§ **Records supplied**:
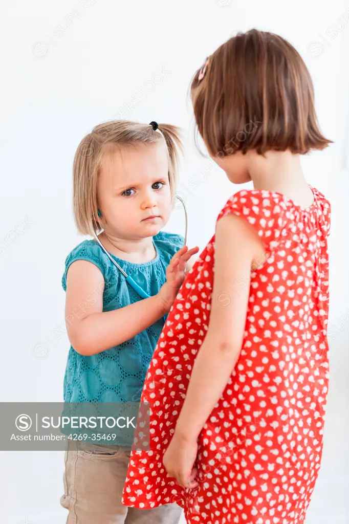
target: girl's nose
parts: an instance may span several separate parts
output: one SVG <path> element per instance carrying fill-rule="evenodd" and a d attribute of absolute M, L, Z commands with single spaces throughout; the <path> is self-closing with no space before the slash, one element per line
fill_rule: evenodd
<path fill-rule="evenodd" d="M 156 208 L 157 205 L 155 195 L 154 194 L 147 194 L 143 199 L 141 204 L 142 209 L 152 209 Z"/>

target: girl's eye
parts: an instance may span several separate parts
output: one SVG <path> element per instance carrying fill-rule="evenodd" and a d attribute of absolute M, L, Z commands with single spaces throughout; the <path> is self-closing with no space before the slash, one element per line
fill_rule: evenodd
<path fill-rule="evenodd" d="M 163 182 L 156 182 L 155 184 L 152 184 L 151 187 L 153 189 L 161 189 L 164 185 L 165 184 Z M 157 186 L 157 187 L 156 187 L 156 186 Z"/>
<path fill-rule="evenodd" d="M 132 195 L 133 194 L 133 193 L 132 193 L 131 191 L 134 191 L 134 189 L 125 189 L 125 191 L 124 191 L 124 192 L 122 193 L 121 194 L 122 195 L 124 195 L 125 196 L 132 196 Z"/>

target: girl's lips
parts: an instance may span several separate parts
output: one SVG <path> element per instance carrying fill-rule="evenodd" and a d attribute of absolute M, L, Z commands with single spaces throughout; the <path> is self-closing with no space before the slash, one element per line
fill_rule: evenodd
<path fill-rule="evenodd" d="M 147 216 L 146 219 L 143 219 L 142 222 L 144 222 L 146 220 L 154 220 L 155 219 L 159 219 L 160 217 L 158 215 L 154 215 L 152 216 Z"/>

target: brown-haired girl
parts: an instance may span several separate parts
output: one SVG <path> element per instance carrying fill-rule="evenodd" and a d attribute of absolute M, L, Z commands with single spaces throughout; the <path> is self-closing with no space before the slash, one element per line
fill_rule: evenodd
<path fill-rule="evenodd" d="M 142 396 L 151 450 L 133 453 L 123 502 L 177 502 L 188 524 L 301 524 L 322 450 L 330 206 L 300 156 L 330 140 L 276 35 L 231 38 L 191 98 L 211 157 L 254 189 L 228 200 L 170 312 Z"/>

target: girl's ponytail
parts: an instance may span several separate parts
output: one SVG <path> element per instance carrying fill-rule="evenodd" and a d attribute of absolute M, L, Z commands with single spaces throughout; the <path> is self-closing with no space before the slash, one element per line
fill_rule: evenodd
<path fill-rule="evenodd" d="M 169 179 L 171 193 L 173 195 L 178 179 L 179 152 L 180 151 L 183 153 L 181 134 L 179 127 L 170 124 L 159 124 L 158 129 L 161 132 L 167 146 L 169 158 Z"/>

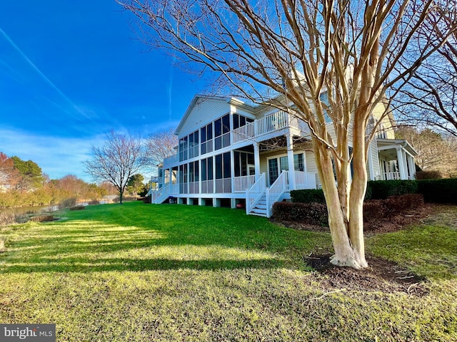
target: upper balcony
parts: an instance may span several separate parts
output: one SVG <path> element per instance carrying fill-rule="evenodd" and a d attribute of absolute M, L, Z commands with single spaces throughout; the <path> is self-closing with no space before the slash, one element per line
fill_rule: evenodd
<path fill-rule="evenodd" d="M 280 110 L 233 130 L 232 144 L 246 140 L 258 141 L 266 135 L 285 128 L 294 128 L 301 131 L 305 128 L 304 122 L 287 112 Z"/>
<path fill-rule="evenodd" d="M 308 130 L 306 124 L 303 120 L 287 112 L 280 110 L 231 130 L 230 145 L 233 145 L 249 140 L 260 142 L 262 140 L 272 138 L 268 135 L 280 133 L 281 130 L 285 129 L 293 129 L 296 130 L 296 134 Z M 164 166 L 166 168 L 176 165 L 179 161 L 179 155 L 176 154 L 165 158 Z"/>

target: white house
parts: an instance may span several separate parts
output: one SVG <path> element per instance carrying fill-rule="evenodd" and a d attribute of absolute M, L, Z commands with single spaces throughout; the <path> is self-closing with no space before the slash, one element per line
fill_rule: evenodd
<path fill-rule="evenodd" d="M 372 180 L 414 177 L 416 152 L 407 141 L 394 139 L 391 120 L 383 121 L 370 145 Z M 177 153 L 159 169 L 153 203 L 173 197 L 270 217 L 273 203 L 290 198 L 290 190 L 320 186 L 307 125 L 271 107 L 196 95 L 176 134 Z"/>

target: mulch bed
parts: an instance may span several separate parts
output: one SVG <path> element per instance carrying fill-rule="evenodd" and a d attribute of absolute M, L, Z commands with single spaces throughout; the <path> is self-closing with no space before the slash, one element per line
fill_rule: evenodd
<path fill-rule="evenodd" d="M 453 207 L 455 208 L 455 206 Z M 433 222 L 433 217 L 441 217 L 443 214 L 448 218 L 448 221 L 453 219 L 453 222 L 456 222 L 457 224 L 455 209 L 453 211 L 452 208 L 446 205 L 426 204 L 413 212 L 404 212 L 393 218 L 373 222 L 368 229 L 366 229 L 366 235 L 396 232 L 411 224 Z M 329 232 L 328 227 L 326 227 L 293 222 L 278 222 L 274 219 L 272 221 L 298 230 Z M 383 293 L 399 291 L 417 296 L 425 296 L 428 293 L 425 278 L 414 274 L 393 261 L 368 255 L 366 260 L 368 267 L 363 270 L 356 270 L 331 264 L 331 254 L 326 252 L 303 256 L 304 262 L 316 270 L 313 276 L 318 279 L 321 286 L 326 291 L 343 291 L 348 289 Z"/>
<path fill-rule="evenodd" d="M 428 294 L 426 279 L 400 267 L 393 261 L 367 256 L 368 267 L 357 270 L 330 263 L 331 254 L 311 254 L 303 258 L 316 270 L 314 276 L 327 291 L 348 289 L 383 293 L 404 292 L 423 296 Z"/>

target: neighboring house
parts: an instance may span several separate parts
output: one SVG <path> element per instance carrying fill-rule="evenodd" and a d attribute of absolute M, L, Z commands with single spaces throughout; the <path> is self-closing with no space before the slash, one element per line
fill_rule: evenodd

§ **Set exercise**: Could you return every one of the lines above verbatim, leaving the pictures out of your answer?

§ **Result of this task**:
target: girl's nose
parts: an instance may span several separate parts
output: one SVG <path> element per instance carrying fill-rule="evenodd" and a d attribute of absolute M, L, Z commands with single spaces throughout; the <path> is self-closing with no space before the slash, one element per line
fill_rule: evenodd
<path fill-rule="evenodd" d="M 156 208 L 157 205 L 155 195 L 154 194 L 147 194 L 143 199 L 141 204 L 142 209 L 152 209 Z"/>

target: girl's eye
parts: an instance may span several separate parts
output: one SVG <path> element per instance carrying fill-rule="evenodd" and a d attribute of absolute M, L, Z commands with single spaces throughout; the <path> is self-closing with no space before the slash, one element per line
fill_rule: evenodd
<path fill-rule="evenodd" d="M 163 182 L 156 182 L 155 184 L 152 184 L 151 187 L 153 189 L 161 189 L 164 185 L 165 184 Z M 157 186 L 157 187 L 156 187 L 156 186 Z"/>
<path fill-rule="evenodd" d="M 132 195 L 133 194 L 133 193 L 132 193 L 131 191 L 134 191 L 134 189 L 125 189 L 125 191 L 124 191 L 124 192 L 122 193 L 121 194 L 122 195 L 124 195 L 125 196 L 132 196 Z"/>

target: girl's lips
parts: an instance may span several separate parts
output: one SVG <path> element per instance carrying fill-rule="evenodd" and a d attribute of absolute M, L, Z commands with single spaces throughout; the <path> is self-closing with no space before the slash, one element per line
fill_rule: evenodd
<path fill-rule="evenodd" d="M 147 216 L 146 219 L 143 219 L 142 222 L 144 222 L 146 220 L 154 220 L 155 219 L 159 219 L 160 217 L 158 215 L 154 215 L 152 216 Z"/>

target: brown-haired girl
parts: an instance may span several separate parts
output: one SVG <path> element per instance carrying fill-rule="evenodd" and a d attribute of absolute M, L, Z commands with single spaces throughout; the <path> is self-closing with no space before the slash, one element per line
fill_rule: evenodd
<path fill-rule="evenodd" d="M 142 396 L 151 450 L 133 453 L 123 502 L 177 502 L 188 524 L 301 524 L 322 450 L 330 206 L 300 156 L 330 140 L 276 35 L 231 38 L 191 98 L 211 157 L 254 189 L 228 200 L 170 312 Z"/>

target: girl's ponytail
parts: an instance may span several separate parts
output: one SVG <path> element per instance carrying fill-rule="evenodd" and a d attribute of absolute M, L, Z commands with single spaces throughout; the <path> is self-closing with no space before the slash, one element per line
fill_rule: evenodd
<path fill-rule="evenodd" d="M 169 179 L 171 193 L 173 195 L 178 179 L 179 152 L 180 151 L 183 153 L 181 134 L 179 127 L 170 124 L 159 124 L 158 129 L 161 132 L 167 146 L 169 158 Z"/>

target: upper balcony
parts: an instance may span several separate parts
output: one SVG <path> element per instance carrying fill-rule="evenodd" and a d attribute of absolute M, L, Z commands with single spaces throughout; the <path> is self-closing with no space before the slash, one element per line
fill_rule: evenodd
<path fill-rule="evenodd" d="M 280 110 L 233 130 L 232 144 L 246 140 L 258 141 L 266 135 L 285 128 L 294 128 L 301 131 L 305 128 L 304 122 L 287 112 Z"/>
<path fill-rule="evenodd" d="M 308 130 L 306 124 L 303 120 L 287 112 L 280 110 L 231 130 L 230 145 L 233 145 L 249 140 L 260 142 L 262 140 L 272 138 L 268 135 L 280 133 L 281 130 L 285 129 L 293 129 L 296 130 L 296 134 Z M 164 166 L 166 168 L 176 165 L 179 161 L 179 155 L 176 154 L 165 158 Z"/>

target: white house
parts: an instance may span several separate parts
output: one SVG <path> element per instance carrying fill-rule="evenodd" and a d attribute of absolute M, L, Z commands with single spaces throughout; the <path> is self-closing with no space before the slash, one element per line
fill_rule: evenodd
<path fill-rule="evenodd" d="M 372 180 L 414 177 L 416 152 L 407 141 L 394 139 L 391 120 L 383 121 L 370 145 Z M 177 153 L 159 169 L 153 203 L 173 197 L 270 217 L 273 203 L 290 198 L 290 190 L 320 186 L 307 125 L 271 107 L 196 95 L 176 134 Z"/>

target: mulch bed
parts: an instance may span several separate parts
output: one SVG <path> element per instance carrying fill-rule="evenodd" and a d attribute of absolute M, L, Z commands with single spaces throughout; the <path> is self-closing with no space before the slash, one element per line
fill_rule: evenodd
<path fill-rule="evenodd" d="M 453 207 L 455 208 L 455 206 Z M 433 222 L 433 217 L 441 217 L 443 214 L 448 218 L 448 221 L 453 219 L 453 222 L 456 222 L 457 224 L 455 209 L 453 211 L 452 208 L 446 205 L 426 204 L 413 212 L 404 212 L 393 218 L 373 222 L 368 229 L 366 229 L 366 235 L 396 232 L 411 224 Z M 329 232 L 328 227 L 326 227 L 293 222 L 278 222 L 274 219 L 272 221 L 298 230 Z M 383 293 L 399 291 L 417 296 L 425 296 L 428 293 L 425 278 L 414 274 L 393 261 L 368 255 L 366 260 L 368 267 L 363 270 L 356 270 L 331 264 L 331 254 L 326 252 L 303 256 L 304 262 L 316 270 L 313 276 L 318 279 L 321 286 L 326 291 L 343 291 L 348 289 Z"/>
<path fill-rule="evenodd" d="M 428 294 L 426 279 L 400 267 L 393 261 L 367 256 L 368 267 L 357 270 L 330 263 L 331 254 L 311 254 L 303 258 L 316 270 L 314 276 L 327 291 L 348 289 L 383 293 L 404 292 L 423 296 Z"/>

target: neighboring house
parts: an instance may span several separate parts
output: one SVG <path> element per instance carrying fill-rule="evenodd" and a d attribute of absolute M, L, Z commands with single spaces throughout; the <path> is self-closing with no space before the slash, one element per line
fill_rule: evenodd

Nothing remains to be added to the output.